» **Task item**:
Write out every entry in full. Leave nothing out.

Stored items
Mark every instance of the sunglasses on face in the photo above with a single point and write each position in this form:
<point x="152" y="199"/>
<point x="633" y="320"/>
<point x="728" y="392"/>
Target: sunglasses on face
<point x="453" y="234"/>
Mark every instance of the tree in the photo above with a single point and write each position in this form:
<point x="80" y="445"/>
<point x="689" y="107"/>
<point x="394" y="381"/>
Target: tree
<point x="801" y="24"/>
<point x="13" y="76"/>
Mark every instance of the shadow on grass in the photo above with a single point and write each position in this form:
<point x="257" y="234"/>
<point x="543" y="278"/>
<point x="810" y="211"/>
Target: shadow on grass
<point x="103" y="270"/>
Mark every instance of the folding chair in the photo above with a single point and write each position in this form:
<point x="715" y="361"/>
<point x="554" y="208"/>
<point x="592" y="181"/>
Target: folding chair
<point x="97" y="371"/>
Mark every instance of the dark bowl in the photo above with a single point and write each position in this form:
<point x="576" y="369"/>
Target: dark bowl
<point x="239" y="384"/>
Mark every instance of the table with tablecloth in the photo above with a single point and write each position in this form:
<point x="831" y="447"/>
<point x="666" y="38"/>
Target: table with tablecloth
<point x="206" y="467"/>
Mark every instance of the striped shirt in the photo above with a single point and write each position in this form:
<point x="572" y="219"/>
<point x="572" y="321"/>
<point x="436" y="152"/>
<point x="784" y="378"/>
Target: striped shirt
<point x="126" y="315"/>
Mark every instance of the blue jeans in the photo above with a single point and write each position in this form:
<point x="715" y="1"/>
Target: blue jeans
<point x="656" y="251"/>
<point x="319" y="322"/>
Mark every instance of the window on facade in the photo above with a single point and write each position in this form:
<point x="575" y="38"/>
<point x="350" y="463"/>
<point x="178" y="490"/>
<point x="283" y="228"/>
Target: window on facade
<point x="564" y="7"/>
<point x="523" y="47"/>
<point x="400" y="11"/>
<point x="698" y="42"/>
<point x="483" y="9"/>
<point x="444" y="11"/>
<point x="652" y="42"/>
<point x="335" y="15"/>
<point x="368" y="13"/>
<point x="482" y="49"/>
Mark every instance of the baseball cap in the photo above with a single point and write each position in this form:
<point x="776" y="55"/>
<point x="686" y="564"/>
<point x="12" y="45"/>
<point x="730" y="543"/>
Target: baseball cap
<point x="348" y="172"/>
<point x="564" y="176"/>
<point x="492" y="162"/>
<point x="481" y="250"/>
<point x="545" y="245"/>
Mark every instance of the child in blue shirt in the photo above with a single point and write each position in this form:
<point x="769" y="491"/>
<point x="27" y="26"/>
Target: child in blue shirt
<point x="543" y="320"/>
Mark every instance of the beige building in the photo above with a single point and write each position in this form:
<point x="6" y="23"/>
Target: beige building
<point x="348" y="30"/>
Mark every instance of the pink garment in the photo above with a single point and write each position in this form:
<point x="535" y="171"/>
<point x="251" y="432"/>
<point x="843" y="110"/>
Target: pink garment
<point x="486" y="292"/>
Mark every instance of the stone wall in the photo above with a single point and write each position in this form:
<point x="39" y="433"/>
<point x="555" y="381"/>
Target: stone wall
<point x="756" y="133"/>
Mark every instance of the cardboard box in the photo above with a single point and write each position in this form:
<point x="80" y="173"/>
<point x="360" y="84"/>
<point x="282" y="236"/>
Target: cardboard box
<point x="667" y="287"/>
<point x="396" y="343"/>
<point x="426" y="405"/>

» **Exercise result**:
Mark every instance of the sunglasses on face in the photo above with a single point and write each position in this form:
<point x="152" y="199"/>
<point x="633" y="320"/>
<point x="728" y="392"/>
Target: sunglasses on face
<point x="453" y="234"/>
Mark every instance of the tree in the photo above with a single point and write each position in this form:
<point x="80" y="445"/>
<point x="689" y="107"/>
<point x="394" y="381"/>
Target: tree
<point x="801" y="24"/>
<point x="13" y="76"/>
Mark every instance of the shadow on grass in the photo above with a single point and write each position in this form:
<point x="257" y="234"/>
<point x="543" y="278"/>
<point x="810" y="211"/>
Target: shadow on grass
<point x="103" y="270"/>
Mark every instance of the folding chair in the photo above with a single point and write each position in this form:
<point x="715" y="361"/>
<point x="554" y="208"/>
<point x="592" y="181"/>
Target: folding chair
<point x="97" y="371"/>
Mark every instance of the dark bowl in the photo above with a single point and write each position in this form:
<point x="576" y="369"/>
Target: dark bowl
<point x="239" y="384"/>
Mark every instance of the table with tablecloth in the photo above with a single point and write each position in this form:
<point x="831" y="447"/>
<point x="666" y="38"/>
Target: table with tablecloth
<point x="206" y="467"/>
Mark every instance of the striped shirt in the photo above with a single point and write each position in this form:
<point x="572" y="219"/>
<point x="572" y="321"/>
<point x="436" y="152"/>
<point x="784" y="378"/>
Target: striped shirt
<point x="126" y="315"/>
Mark every instance of the blue jeans in the photo above with a single point and write each position in this form:
<point x="715" y="1"/>
Target: blue jeans
<point x="656" y="251"/>
<point x="319" y="322"/>
Mark every instance of the window on facade in the photo above with a single point and write each position in this form:
<point x="575" y="38"/>
<point x="350" y="463"/>
<point x="178" y="490"/>
<point x="283" y="228"/>
Target: window on facade
<point x="564" y="7"/>
<point x="523" y="47"/>
<point x="400" y="11"/>
<point x="698" y="42"/>
<point x="483" y="9"/>
<point x="444" y="11"/>
<point x="652" y="42"/>
<point x="335" y="15"/>
<point x="368" y="13"/>
<point x="482" y="49"/>
Mark every instance of the baseball cap in the photo above with a single point and write each position in this form:
<point x="776" y="55"/>
<point x="686" y="564"/>
<point x="12" y="45"/>
<point x="730" y="543"/>
Target: baseball cap
<point x="348" y="172"/>
<point x="564" y="176"/>
<point x="492" y="162"/>
<point x="481" y="250"/>
<point x="545" y="245"/>
Mark every instance of the child in blue shirt in the photo above with a single point and write each position in this form:
<point x="769" y="491"/>
<point x="27" y="26"/>
Target: child in blue shirt
<point x="543" y="320"/>
Mark every instance of the beige building in the photo above with a single point and write each position in this form:
<point x="6" y="23"/>
Target: beige building
<point x="348" y="30"/>
Mark every instance of the pink garment in the photo above with a single point and write each position in this form:
<point x="535" y="171"/>
<point x="251" y="432"/>
<point x="843" y="110"/>
Target: pink garment
<point x="486" y="292"/>
Mark every instance of the stone wall in the photo above with a single point and write each position in this form:
<point x="39" y="433"/>
<point x="555" y="381"/>
Target: stone wall
<point x="756" y="133"/>
Mark every instance of the cardboard box in the photo above with a single point and write each position in this form:
<point x="80" y="173"/>
<point x="360" y="84"/>
<point x="282" y="236"/>
Target: cardboard box
<point x="667" y="287"/>
<point x="396" y="343"/>
<point x="426" y="405"/>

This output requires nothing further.